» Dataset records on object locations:
--------------------------------------------------

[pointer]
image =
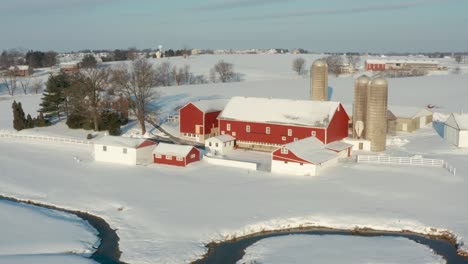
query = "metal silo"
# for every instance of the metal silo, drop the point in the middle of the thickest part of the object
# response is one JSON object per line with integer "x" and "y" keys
{"x": 376, "y": 124}
{"x": 319, "y": 81}
{"x": 360, "y": 106}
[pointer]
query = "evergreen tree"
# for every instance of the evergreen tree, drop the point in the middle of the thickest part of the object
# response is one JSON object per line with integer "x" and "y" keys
{"x": 54, "y": 95}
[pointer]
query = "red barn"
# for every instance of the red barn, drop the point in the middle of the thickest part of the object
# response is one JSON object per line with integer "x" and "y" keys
{"x": 176, "y": 155}
{"x": 198, "y": 120}
{"x": 307, "y": 156}
{"x": 265, "y": 124}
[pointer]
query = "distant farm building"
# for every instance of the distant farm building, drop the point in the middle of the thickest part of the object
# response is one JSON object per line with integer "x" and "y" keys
{"x": 402, "y": 65}
{"x": 308, "y": 156}
{"x": 198, "y": 120}
{"x": 219, "y": 145}
{"x": 265, "y": 123}
{"x": 20, "y": 70}
{"x": 456, "y": 130}
{"x": 175, "y": 155}
{"x": 122, "y": 150}
{"x": 69, "y": 67}
{"x": 408, "y": 119}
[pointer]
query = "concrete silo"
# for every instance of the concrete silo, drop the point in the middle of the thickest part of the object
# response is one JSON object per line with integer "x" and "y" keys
{"x": 376, "y": 116}
{"x": 360, "y": 106}
{"x": 319, "y": 81}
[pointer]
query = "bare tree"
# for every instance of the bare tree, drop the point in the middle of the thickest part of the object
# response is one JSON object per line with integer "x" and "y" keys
{"x": 298, "y": 66}
{"x": 353, "y": 60}
{"x": 36, "y": 85}
{"x": 24, "y": 83}
{"x": 9, "y": 81}
{"x": 136, "y": 83}
{"x": 224, "y": 70}
{"x": 93, "y": 81}
{"x": 335, "y": 64}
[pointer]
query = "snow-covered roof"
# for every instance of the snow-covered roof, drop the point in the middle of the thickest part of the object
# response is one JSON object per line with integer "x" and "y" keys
{"x": 311, "y": 149}
{"x": 222, "y": 138}
{"x": 459, "y": 121}
{"x": 280, "y": 111}
{"x": 338, "y": 145}
{"x": 374, "y": 61}
{"x": 208, "y": 106}
{"x": 118, "y": 141}
{"x": 172, "y": 149}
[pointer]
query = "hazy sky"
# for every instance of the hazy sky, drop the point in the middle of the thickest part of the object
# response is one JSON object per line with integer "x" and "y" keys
{"x": 316, "y": 25}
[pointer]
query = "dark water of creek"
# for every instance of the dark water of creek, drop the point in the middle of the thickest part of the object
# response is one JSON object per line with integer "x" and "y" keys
{"x": 232, "y": 251}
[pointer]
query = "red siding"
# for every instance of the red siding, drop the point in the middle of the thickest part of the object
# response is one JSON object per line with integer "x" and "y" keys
{"x": 211, "y": 121}
{"x": 290, "y": 157}
{"x": 189, "y": 117}
{"x": 258, "y": 132}
{"x": 338, "y": 127}
{"x": 174, "y": 162}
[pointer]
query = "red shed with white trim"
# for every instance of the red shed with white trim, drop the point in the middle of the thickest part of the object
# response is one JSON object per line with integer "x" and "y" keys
{"x": 264, "y": 123}
{"x": 176, "y": 155}
{"x": 198, "y": 120}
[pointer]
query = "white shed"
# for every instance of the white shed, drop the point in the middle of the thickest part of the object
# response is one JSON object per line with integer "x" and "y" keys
{"x": 123, "y": 150}
{"x": 219, "y": 145}
{"x": 456, "y": 130}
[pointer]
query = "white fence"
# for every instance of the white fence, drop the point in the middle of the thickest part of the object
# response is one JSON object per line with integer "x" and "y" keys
{"x": 45, "y": 138}
{"x": 231, "y": 163}
{"x": 412, "y": 161}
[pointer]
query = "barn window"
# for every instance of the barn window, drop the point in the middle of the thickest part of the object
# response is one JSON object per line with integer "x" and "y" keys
{"x": 284, "y": 150}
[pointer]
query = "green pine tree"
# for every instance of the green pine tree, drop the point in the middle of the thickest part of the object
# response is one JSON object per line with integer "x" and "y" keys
{"x": 54, "y": 95}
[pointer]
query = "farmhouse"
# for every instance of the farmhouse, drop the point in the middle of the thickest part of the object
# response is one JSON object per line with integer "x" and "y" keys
{"x": 20, "y": 70}
{"x": 219, "y": 145}
{"x": 456, "y": 130}
{"x": 308, "y": 156}
{"x": 402, "y": 65}
{"x": 176, "y": 155}
{"x": 122, "y": 150}
{"x": 197, "y": 120}
{"x": 265, "y": 123}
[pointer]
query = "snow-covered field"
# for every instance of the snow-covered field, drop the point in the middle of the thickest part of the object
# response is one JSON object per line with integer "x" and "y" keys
{"x": 32, "y": 234}
{"x": 170, "y": 213}
{"x": 331, "y": 249}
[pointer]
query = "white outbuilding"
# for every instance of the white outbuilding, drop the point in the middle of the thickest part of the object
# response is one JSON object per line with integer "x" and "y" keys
{"x": 219, "y": 145}
{"x": 123, "y": 150}
{"x": 456, "y": 130}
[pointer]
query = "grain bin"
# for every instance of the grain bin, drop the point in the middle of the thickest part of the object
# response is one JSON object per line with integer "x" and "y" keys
{"x": 360, "y": 105}
{"x": 319, "y": 81}
{"x": 376, "y": 121}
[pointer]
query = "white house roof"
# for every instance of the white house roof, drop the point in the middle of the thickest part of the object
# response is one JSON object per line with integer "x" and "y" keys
{"x": 338, "y": 145}
{"x": 172, "y": 149}
{"x": 117, "y": 141}
{"x": 222, "y": 138}
{"x": 311, "y": 149}
{"x": 208, "y": 106}
{"x": 280, "y": 111}
{"x": 375, "y": 61}
{"x": 458, "y": 121}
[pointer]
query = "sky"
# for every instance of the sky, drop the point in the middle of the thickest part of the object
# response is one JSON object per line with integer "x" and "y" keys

--------------------------------------------------

» Challenge: Which lines of the data above contain the string "pine", with case counting? Filter them out and copy each one in full.

» Answer for this exercise:
query = "green pine tree"
# for every instance of the green pine tree, drop the point in the middle of the thickest part of the object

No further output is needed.